Emit an exact copy of the lines running from the start of the records to the line containing "Coordinates are whole", both included.

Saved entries
━━━━━━━━

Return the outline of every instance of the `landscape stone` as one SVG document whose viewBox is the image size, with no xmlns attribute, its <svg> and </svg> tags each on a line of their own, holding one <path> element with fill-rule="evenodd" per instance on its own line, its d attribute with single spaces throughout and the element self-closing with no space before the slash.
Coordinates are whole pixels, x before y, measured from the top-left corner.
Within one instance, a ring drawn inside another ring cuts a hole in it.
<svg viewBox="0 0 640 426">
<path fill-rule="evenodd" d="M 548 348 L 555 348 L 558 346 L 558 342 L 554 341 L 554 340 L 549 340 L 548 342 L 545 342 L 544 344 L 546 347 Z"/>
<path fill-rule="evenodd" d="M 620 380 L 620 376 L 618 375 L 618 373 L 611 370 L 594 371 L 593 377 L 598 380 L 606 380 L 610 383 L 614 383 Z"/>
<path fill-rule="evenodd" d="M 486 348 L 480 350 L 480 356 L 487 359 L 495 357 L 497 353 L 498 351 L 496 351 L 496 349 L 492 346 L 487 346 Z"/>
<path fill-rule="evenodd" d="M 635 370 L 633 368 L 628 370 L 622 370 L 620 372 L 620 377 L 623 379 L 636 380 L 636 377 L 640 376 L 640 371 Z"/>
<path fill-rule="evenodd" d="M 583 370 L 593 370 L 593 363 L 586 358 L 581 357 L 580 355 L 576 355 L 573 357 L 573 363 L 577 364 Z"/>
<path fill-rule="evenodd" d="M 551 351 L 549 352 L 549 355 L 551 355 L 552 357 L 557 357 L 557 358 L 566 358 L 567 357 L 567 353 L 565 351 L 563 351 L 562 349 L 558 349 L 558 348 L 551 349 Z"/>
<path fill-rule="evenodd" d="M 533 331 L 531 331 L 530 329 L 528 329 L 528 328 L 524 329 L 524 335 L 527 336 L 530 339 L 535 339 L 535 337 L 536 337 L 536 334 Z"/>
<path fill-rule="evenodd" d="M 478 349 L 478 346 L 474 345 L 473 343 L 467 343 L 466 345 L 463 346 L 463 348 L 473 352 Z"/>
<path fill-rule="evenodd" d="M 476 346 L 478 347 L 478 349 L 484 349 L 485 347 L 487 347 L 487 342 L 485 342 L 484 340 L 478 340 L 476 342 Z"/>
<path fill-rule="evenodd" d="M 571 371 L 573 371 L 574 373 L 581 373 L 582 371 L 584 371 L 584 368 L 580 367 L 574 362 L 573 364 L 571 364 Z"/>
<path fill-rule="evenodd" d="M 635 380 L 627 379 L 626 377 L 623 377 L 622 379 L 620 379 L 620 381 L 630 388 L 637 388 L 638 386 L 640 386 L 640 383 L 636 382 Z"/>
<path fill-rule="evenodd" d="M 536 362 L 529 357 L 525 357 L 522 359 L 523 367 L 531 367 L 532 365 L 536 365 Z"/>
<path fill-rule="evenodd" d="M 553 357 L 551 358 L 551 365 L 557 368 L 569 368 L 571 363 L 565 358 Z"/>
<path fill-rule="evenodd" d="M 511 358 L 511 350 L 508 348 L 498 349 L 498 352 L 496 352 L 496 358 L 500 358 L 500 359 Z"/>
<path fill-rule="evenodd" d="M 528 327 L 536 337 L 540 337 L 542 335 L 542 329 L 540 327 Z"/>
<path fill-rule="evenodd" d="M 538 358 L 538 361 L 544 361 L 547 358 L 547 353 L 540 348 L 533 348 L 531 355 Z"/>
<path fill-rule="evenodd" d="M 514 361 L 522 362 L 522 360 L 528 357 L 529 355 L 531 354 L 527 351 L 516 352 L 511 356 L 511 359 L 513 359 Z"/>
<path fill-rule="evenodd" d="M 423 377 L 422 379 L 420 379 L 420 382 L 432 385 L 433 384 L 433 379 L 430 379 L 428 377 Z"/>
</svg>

━━━━━━━━

SOLUTION:
Return the outline of every instance of the `landscape stone` as one SVG document whose viewBox is the image size, with no xmlns attribute, its <svg> and </svg> tags each on a line of their own, holding one <path> element with fill-rule="evenodd" per instance on its own line, its d attribute with single spaces throughout and the element self-closing with no space before the slash.
Coordinates are whole pixels, x before y, measured from the top-left corner.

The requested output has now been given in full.